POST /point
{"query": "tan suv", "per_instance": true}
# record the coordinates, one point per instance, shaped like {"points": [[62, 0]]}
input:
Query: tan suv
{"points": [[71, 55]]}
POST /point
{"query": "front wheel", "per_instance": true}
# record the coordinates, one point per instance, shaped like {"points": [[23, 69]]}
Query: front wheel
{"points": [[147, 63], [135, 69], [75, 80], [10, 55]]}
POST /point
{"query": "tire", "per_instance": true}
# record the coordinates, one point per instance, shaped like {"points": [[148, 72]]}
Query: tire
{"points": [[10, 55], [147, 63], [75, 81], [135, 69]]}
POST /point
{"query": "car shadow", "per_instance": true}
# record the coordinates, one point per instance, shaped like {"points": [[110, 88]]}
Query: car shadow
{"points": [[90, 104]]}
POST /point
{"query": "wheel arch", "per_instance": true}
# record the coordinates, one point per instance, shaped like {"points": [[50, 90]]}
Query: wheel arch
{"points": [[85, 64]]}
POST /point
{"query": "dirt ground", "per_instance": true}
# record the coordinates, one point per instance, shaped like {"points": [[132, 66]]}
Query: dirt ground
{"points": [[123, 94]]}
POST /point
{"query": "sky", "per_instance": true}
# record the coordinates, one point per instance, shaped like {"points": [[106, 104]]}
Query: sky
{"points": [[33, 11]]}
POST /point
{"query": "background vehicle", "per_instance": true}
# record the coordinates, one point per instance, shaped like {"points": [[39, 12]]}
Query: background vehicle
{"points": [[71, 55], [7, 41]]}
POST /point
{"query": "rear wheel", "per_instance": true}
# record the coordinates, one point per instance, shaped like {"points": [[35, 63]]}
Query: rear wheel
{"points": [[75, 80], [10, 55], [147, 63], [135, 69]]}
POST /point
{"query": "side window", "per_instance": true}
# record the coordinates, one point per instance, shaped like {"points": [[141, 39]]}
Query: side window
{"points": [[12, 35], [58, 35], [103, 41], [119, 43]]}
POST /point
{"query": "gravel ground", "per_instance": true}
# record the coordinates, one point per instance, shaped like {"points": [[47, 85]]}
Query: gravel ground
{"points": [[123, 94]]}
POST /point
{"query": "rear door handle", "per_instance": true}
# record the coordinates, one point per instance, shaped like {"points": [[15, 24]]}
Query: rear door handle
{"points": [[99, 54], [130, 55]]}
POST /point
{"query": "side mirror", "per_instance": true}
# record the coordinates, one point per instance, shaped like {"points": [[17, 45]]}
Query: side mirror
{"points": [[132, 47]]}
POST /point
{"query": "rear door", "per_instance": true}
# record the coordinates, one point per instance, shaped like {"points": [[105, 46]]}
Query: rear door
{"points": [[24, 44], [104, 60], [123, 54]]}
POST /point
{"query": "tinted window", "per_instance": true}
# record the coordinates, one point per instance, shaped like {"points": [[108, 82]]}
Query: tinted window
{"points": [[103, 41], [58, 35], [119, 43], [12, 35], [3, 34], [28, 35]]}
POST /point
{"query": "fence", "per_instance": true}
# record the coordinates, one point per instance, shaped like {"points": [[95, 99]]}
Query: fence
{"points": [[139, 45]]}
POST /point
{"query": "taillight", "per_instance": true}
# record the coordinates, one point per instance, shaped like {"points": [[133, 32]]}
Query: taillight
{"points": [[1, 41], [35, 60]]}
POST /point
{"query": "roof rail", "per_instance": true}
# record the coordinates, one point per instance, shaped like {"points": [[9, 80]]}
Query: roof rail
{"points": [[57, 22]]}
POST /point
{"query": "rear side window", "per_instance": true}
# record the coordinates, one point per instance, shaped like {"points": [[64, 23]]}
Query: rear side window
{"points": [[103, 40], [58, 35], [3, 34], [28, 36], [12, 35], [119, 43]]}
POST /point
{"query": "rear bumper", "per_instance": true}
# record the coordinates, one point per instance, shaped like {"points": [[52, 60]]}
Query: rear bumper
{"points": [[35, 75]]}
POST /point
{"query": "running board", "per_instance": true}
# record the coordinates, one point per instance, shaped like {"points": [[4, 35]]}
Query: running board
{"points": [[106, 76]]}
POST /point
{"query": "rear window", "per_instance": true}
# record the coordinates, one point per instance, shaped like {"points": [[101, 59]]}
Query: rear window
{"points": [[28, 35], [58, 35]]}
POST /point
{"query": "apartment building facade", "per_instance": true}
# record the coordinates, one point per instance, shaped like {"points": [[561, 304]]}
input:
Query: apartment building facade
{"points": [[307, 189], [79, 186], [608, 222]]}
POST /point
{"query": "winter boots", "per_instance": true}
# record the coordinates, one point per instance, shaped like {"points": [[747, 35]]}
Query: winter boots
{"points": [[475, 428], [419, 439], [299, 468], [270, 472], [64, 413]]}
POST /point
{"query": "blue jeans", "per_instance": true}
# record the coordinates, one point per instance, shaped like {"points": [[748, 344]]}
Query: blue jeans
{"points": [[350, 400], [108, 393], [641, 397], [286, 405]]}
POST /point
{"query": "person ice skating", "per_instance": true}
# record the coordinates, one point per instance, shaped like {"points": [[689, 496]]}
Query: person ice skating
☆ ☆ ☆
Exercise instructions: Retype the material above, line by line, exactly.

Output for this task:
POST /point
{"query": "tan suv", "per_instance": true}
# record the coordinates, one point per instance, shaped like {"points": [[62, 0]]}
input:
Query: tan suv
{"points": [[71, 55]]}
POST /point
{"query": "front wheel", "per_instance": true}
# record the coordinates, one point per instance, shaped like {"points": [[23, 69]]}
Query: front wheel
{"points": [[147, 63], [135, 69], [75, 80], [10, 55]]}
POST /point
{"query": "tire", "per_instance": true}
# record the coordinates, one point per instance, shaped like {"points": [[148, 72]]}
Query: tire
{"points": [[10, 55], [147, 63], [75, 81], [135, 69]]}
POST /point
{"query": "car shadow", "per_instance": true}
# record the coordinates, one point per instance, shaped like {"points": [[110, 88]]}
Query: car shadow
{"points": [[90, 104]]}
POST /point
{"query": "wheel arch", "per_instance": true}
# record the coordinates, one point per instance, shaped like {"points": [[50, 90]]}
Query: wheel arch
{"points": [[85, 64]]}
POST /point
{"query": "dirt ground", "per_instance": true}
# record the coordinates, one point per instance, shaped like {"points": [[132, 66]]}
Query: dirt ground
{"points": [[123, 94]]}
POST /point
{"query": "sky", "per_instance": true}
# record the coordinates, one point per instance, shaped like {"points": [[106, 104]]}
Query: sky
{"points": [[33, 11]]}
POST /point
{"query": "background vehicle", "per_instance": true}
# record the coordinates, one point per instance, shaped like {"points": [[39, 12]]}
Query: background vehicle
{"points": [[71, 55], [7, 41]]}
POST /point
{"query": "rear wheel", "per_instance": true}
# record the coordinates, one point per instance, shaped like {"points": [[35, 63]]}
Query: rear wheel
{"points": [[75, 80], [10, 55], [147, 63], [135, 69]]}
POST /point
{"query": "side window", "per_instance": true}
# record the coordinates, one point per instance, shaped like {"points": [[141, 39]]}
Query: side window
{"points": [[12, 35], [58, 35], [103, 41], [119, 43]]}
POST /point
{"query": "gravel ground", "per_instance": true}
# record the coordinates, one point per instance, shaped like {"points": [[47, 85]]}
Query: gravel ground
{"points": [[123, 94]]}
POST /point
{"query": "rear door handle", "per_instance": true}
# record the coordinates, one point per instance, shaped like {"points": [[15, 24]]}
Query: rear door handle
{"points": [[99, 54], [130, 55]]}
POST /point
{"query": "side mirror", "per_instance": true}
# record the coordinates, one point per instance, shaped like {"points": [[17, 45]]}
Query: side mirror
{"points": [[132, 47]]}
POST /point
{"query": "rear door", "per_instance": true}
# record the coordinates, one point per instance, shaped like {"points": [[105, 46]]}
Query: rear door
{"points": [[24, 44], [104, 60], [123, 54]]}
POST /point
{"query": "tinted window", "per_instance": true}
# record the coordinates, one point per instance, shaped like {"points": [[108, 82]]}
Query: tinted window
{"points": [[103, 41], [58, 35], [119, 43], [12, 35], [3, 34], [28, 35]]}
POST /point
{"query": "fence", "per_instance": true}
# record the coordinates, one point per instance, shaped like {"points": [[95, 99]]}
Query: fence
{"points": [[139, 45]]}
POST /point
{"query": "taillight", "per_instance": true}
# record the coordinates, one point per instance, shaped like {"points": [[133, 32]]}
Query: taillight
{"points": [[1, 41], [35, 60]]}
POST /point
{"query": "roof rail", "per_instance": true}
# record the coordinates, one point per instance, shaped like {"points": [[9, 80]]}
Query: roof rail
{"points": [[57, 22]]}
POST /point
{"query": "rear side window", "per_instance": true}
# record the coordinates, one point per instance, shaped like {"points": [[64, 23]]}
Query: rear side window
{"points": [[103, 40], [58, 35], [3, 34], [28, 36], [12, 35], [119, 43]]}
POST /point
{"query": "rear bumper", "per_instance": true}
# record the coordinates, one point per instance, shaped like {"points": [[52, 60]]}
Query: rear bumper
{"points": [[35, 75]]}
POST /point
{"query": "running board", "per_instance": true}
# record the coordinates, one point per instance, shaped like {"points": [[4, 35]]}
Query: running board
{"points": [[106, 76]]}
POST /point
{"query": "rear window", "per_instance": true}
# record the coordinates, one point per instance, shaped like {"points": [[101, 59]]}
Query: rear window
{"points": [[28, 35], [58, 35]]}
POST /point
{"query": "apartment building facade", "per_instance": true}
# record the coordinates, one point per instance, shaped like {"points": [[561, 304]]}
input:
Query: apartment building facade
{"points": [[307, 189], [79, 186], [608, 222]]}
POST /point
{"query": "winter boots", "per_instance": true}
# record the coordinates, one point per instance, shaped like {"points": [[747, 35]]}
Query: winter boots
{"points": [[475, 428], [419, 439], [299, 468], [270, 472], [64, 413]]}
POST /point
{"query": "blue jeans", "per_instance": true}
# record the coordinates, one point per instance, shaped like {"points": [[748, 344]]}
Query: blue jeans
{"points": [[350, 400], [108, 393], [641, 397], [286, 405]]}
POST /point
{"query": "person ice skating", "per_instance": true}
# record the coordinates, one point per instance, shaped like {"points": [[689, 496]]}
Query: person ice skating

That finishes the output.